"The “web” is not a part of nature. It was not discovered; we don’t have to just accept it. The “web” is an infrastructural system that was built by people, and it was built very recently and very sloppily. It currently has the property that it forgets what must be remembered, and remembers what must be forgotten. It manages to screw up both the sacredness of the common record and the sacredness of private interaction" - Bret Victor, The Web of Alexandia #2,
Follow up to Victor's The Web of Alexandria. which argued that "very stable and reliable media, DNA and print, owe their stability and reliability to replication and retention -- every reader gets a copy, and every reader keeps their copy. The web, on the other hand, follows the strategy used for books before the printing press -- put a single copy in an institution, allow readers to come visit, hope it doesn't go up in smoke."
"Every cell of every organism has a full copy of the genome. That works pretty well -- DNA gets damaged, cells die, organisms die, the genome lives on. It's been working pretty well for about 4 billion years.
.... going on the web today might feel like visiting the Library of Alexandria. Things didn't work out so well with the Library of Alexandria.
It's not working so well today either.
We, as a species, are currently putting together a universal repository of knowledge and ideas, unprecedented in scope and scale. Which information-handling technology should we model it on? The one that's worked for 4 billion years and is responsible for our existence? Or the one that's led to the greatest intellectual tragedies in history?"

○ ○ ○ ○ ○ ○ ○

● ASSIGNED TASK 1
In the passage about the web, for about how long has the genome's strategy been working pretty well?
● ASSIGNED TASK 2
Translate this sentence from the passage about the web into Spanish: "Every cell of every organism has a full copy of the genome."

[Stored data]
○ ○ ○ ○ ○ ○ ○

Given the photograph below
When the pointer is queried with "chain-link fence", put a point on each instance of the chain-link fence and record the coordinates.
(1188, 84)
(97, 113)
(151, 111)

○ ○ ○ ○ ○ ○ ○

● ANSWER 1
For about 4 billion years.

● ANSWER 2
Cada célula de cada organismo tiene una copia completa del genoma.